G’day Mate

Hello good people! In case many of you did not know, I am currently abroad in North Queensland, Australia for the fall 2016 semester. None of you probably also know that it has been a dream since high school to be in the land of the down under, so as you can imagine, this is a very surreal experience for me. Naturally, none of this would have been able to happen if Wake Forest University hadn’t been able to (essentially) fund me to do this as they did for my previous studies abroad, and I am incredibly grateful for their willingness to help further my education abroad.

The program I am doing here is hosted by the School For Field Studies (which is based out of Massachusetts), and it is focused around Tropical Rainforest Studies. FYI North QLD is known for the Wet Tropics World Heritage Area (WTWHA), which encompasses the Australian rainforests. I am studying rainforest ecology, natural resource management, environmental socio-economics in regards to WTWHA, and soon I will be doing directed research under a faculty member with my fellow students. While I loved being abroad in South America and learning about the culture and history of Argentina and Chile, I absolutely enjoy geeking out in Australia and being so immersed in the sciences; needless to say, this program is absolutely fantastic for people oriented in environmental and ecological sciences.

(Dataset entries)
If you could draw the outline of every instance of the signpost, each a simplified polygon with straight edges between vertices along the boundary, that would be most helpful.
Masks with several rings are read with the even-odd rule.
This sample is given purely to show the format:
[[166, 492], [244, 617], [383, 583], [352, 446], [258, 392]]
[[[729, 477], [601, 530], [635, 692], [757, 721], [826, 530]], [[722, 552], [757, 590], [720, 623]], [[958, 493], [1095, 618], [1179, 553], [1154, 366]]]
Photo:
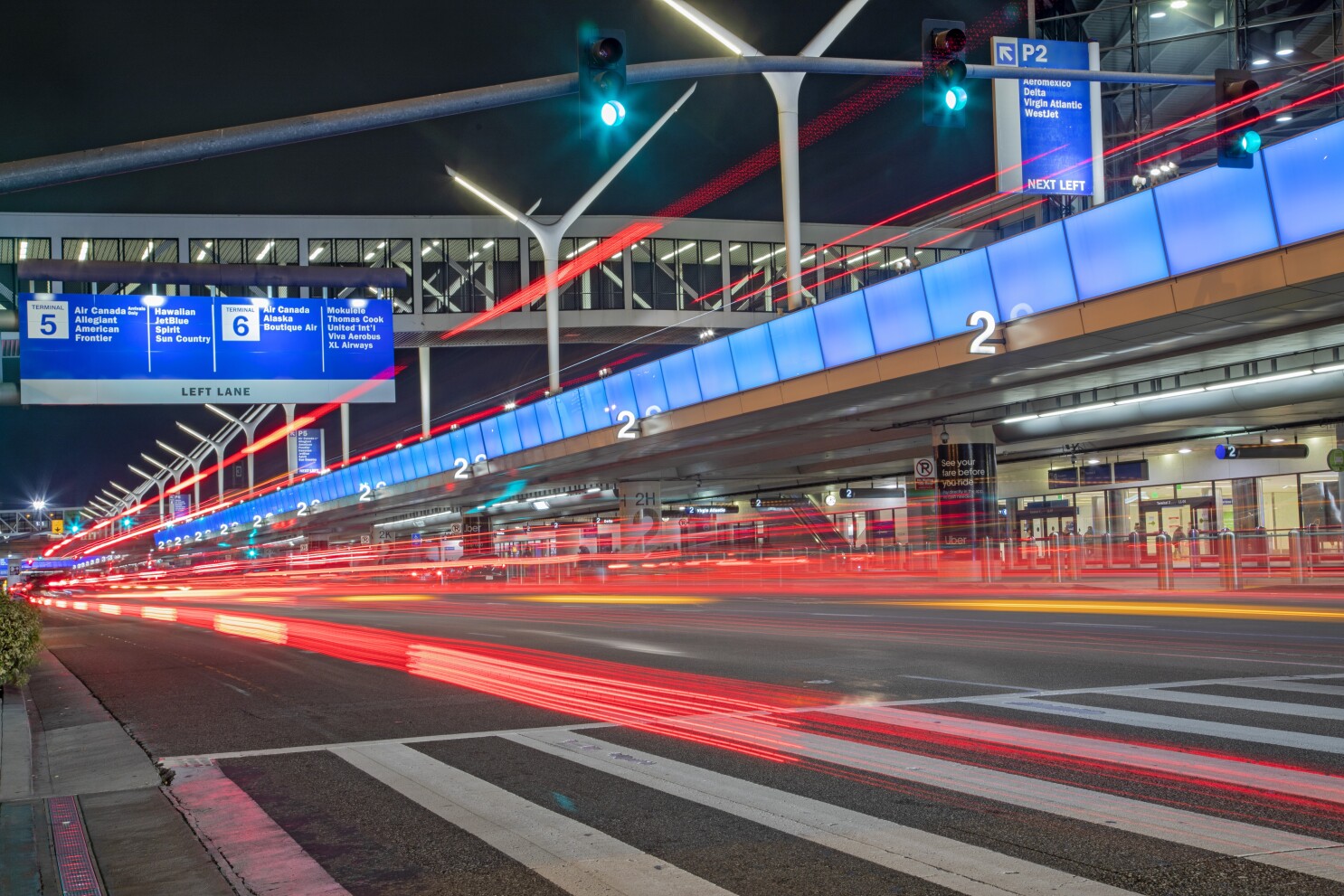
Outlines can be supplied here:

• _To do_: Can you reproduce the study-abroad post word for word, from "Hello good people!" up to and including "my education abroad."? Work from the study-abroad post alone.

• _Result below_:
Hello good people! In case many of you did not know, I am currently abroad in North Queensland, Australia for the fall 2016 semester. None of you probably also know that it has been a dream since high school to be in the land of the down under, so as you can imagine, this is a very surreal experience for me. Naturally, none of this would have been able to happen if Wake Forest University hadn’t been able to (essentially) fund me to do this as they did for my previous studies abroad, and I am incredibly grateful for their willingness to help further my education abroad.